ACTION ITEM: Pictures excluded, return every entry exactly, please.

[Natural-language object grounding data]
**********
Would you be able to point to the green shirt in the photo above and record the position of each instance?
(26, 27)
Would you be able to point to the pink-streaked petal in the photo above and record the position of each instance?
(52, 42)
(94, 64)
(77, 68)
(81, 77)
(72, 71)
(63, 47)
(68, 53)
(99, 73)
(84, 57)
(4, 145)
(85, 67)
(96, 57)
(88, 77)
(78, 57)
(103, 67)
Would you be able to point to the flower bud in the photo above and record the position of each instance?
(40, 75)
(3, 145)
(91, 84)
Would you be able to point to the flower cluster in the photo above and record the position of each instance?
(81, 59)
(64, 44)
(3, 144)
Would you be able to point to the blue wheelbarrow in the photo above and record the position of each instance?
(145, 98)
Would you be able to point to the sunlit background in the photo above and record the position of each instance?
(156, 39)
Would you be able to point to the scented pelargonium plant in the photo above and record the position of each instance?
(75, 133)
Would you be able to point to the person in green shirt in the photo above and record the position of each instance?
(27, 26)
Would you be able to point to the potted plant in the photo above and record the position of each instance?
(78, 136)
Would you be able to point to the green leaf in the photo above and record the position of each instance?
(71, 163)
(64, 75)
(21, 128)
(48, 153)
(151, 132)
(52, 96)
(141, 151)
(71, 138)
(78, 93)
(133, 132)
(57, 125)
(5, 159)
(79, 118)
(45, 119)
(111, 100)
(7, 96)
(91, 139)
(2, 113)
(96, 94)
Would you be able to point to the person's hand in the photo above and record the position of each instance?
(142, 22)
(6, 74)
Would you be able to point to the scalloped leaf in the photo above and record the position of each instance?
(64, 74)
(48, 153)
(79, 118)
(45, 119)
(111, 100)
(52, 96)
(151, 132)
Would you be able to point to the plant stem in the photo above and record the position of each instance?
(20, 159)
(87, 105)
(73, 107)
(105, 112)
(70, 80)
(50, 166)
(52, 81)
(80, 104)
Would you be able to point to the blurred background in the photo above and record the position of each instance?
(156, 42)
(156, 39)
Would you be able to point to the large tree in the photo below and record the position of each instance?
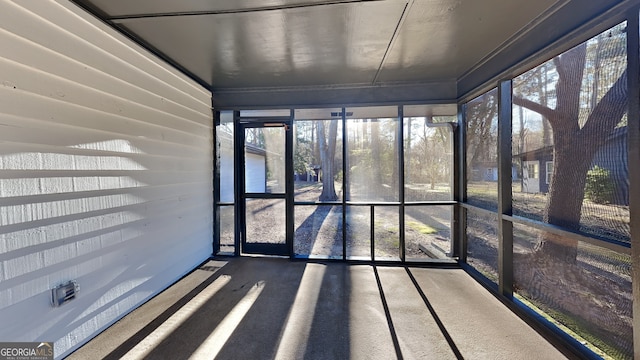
(575, 141)
(327, 148)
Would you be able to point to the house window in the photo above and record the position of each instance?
(532, 170)
(549, 171)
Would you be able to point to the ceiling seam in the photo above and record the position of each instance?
**********
EXPECTED ANSWER:
Would you be able to point to the green shirt in the photo above and record the position of each instance?
(26, 27)
Would you be able to point to the pink-streaked petal in the photo above and record the position of each instance?
(52, 42)
(94, 64)
(77, 68)
(81, 77)
(72, 71)
(63, 47)
(68, 53)
(99, 73)
(84, 57)
(4, 145)
(85, 67)
(96, 57)
(88, 77)
(78, 57)
(103, 67)
Would you be able to point to the flower bud in the photo above and record the position of each instance?
(40, 75)
(3, 145)
(91, 84)
Would you be able to point to the flower cluster in the photo above and record the position of each instance?
(81, 59)
(64, 44)
(3, 144)
Would you be able to point to the blue wheelbarrow in the photo above and record the position of each instance?
(145, 98)
Would you be able to point to the sunlit background in the photo above and record the position of each instance?
(156, 39)
Would you be able to point to the scented pelargonium plant in the photo above and record the position of each instance?
(75, 133)
Would you be able to point to the person in green shirt in the photo above and record the position of each instance?
(27, 26)
Would you be able to point to the potted plant in the photo above and record the position of each instance?
(78, 136)
Would you be able to point to the green leaf in the photo above and record the position of each instance?
(71, 163)
(64, 75)
(21, 128)
(48, 153)
(151, 132)
(52, 96)
(141, 151)
(71, 138)
(78, 93)
(133, 132)
(57, 125)
(5, 159)
(79, 118)
(45, 119)
(111, 100)
(7, 96)
(91, 139)
(2, 113)
(96, 94)
Would you be able to point to the person's hand in the photo above and record the position of each instance?
(142, 22)
(6, 74)
Would you be able to point to the scalloped leaf in the photo above and record the position of each instance?
(64, 74)
(48, 153)
(79, 118)
(45, 119)
(111, 100)
(52, 96)
(151, 132)
Would you be able to point to the plant stem in the photo above and record the position of each instance?
(20, 159)
(87, 105)
(73, 107)
(105, 112)
(70, 80)
(50, 166)
(52, 81)
(80, 104)
Would you be able to point to the blurred background in the photo above and record the position of each instance?
(156, 42)
(156, 39)
Would you be able to point to the large tree in the photo below and record the position of each instance?
(575, 141)
(327, 148)
Would you be able to point to the house window in the photo above and record the position of each instance?
(532, 170)
(549, 171)
Would you be able to point to the ceiling seam in the photo above and record the position of each instance?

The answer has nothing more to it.